__Material supplied__.

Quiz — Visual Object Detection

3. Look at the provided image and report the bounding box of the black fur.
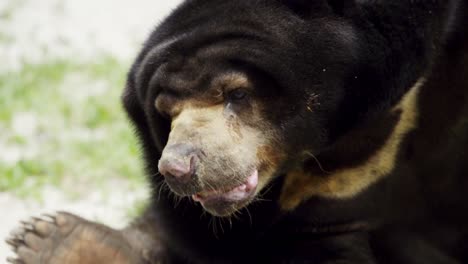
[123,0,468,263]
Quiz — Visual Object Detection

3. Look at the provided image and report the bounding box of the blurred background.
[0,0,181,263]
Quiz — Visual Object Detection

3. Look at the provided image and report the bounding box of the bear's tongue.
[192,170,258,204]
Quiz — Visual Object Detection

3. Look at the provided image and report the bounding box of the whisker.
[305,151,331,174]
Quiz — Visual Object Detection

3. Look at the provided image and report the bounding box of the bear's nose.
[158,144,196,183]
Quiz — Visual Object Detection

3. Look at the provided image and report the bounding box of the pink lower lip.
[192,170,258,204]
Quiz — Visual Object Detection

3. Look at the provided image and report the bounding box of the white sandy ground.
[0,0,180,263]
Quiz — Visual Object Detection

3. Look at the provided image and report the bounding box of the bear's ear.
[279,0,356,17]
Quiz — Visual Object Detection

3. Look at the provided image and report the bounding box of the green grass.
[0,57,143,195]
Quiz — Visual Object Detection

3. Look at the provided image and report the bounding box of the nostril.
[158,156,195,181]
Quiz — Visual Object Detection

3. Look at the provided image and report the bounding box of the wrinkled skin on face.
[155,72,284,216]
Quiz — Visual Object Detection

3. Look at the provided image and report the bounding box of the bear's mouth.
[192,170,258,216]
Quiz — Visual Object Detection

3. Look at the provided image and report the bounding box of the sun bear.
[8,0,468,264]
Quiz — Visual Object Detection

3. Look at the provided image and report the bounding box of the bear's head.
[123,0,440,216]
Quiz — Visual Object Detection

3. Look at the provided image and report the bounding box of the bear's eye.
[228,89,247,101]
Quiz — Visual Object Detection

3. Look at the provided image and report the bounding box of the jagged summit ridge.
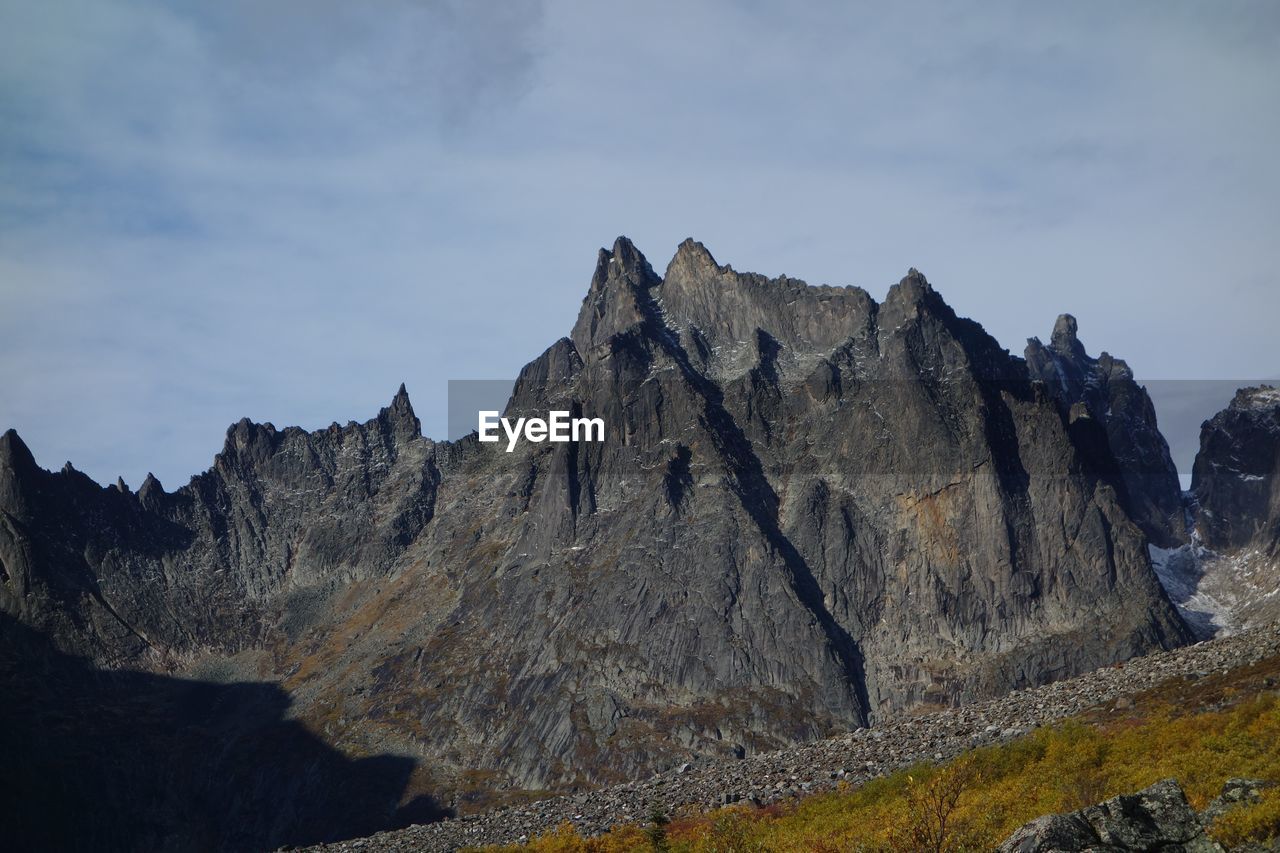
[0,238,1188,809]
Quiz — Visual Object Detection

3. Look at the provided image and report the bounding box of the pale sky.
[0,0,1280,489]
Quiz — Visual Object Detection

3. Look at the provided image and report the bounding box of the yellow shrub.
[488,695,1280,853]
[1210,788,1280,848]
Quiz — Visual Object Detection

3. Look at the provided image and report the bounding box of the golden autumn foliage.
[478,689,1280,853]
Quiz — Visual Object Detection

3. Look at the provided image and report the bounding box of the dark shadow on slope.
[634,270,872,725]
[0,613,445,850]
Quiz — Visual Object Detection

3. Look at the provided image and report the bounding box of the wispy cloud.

__Objective__. Which lines of the listing above contain the word "skin"? Copy each of those lines, treating uppercase and lowercase letters as different.

__The result__.
3. Look at the provided image and report the bounding box of the wrinkled skin on face.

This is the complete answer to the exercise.